Please find each line in the listing below that contains the word "woman" and copy those lines out.
====== Listed entries
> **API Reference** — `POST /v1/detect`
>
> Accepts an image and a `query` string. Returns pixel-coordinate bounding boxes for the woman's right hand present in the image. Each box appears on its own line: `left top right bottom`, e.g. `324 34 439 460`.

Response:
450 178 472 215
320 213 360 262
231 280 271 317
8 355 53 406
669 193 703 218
============
Exercise output →
> Accepts an image and a `query` string. Returns pixel-coordinate bounding boxes for the woman's right hand present in the image. Each box appears on its own line: `left top right bottom`, e.g. `324 34 439 460`.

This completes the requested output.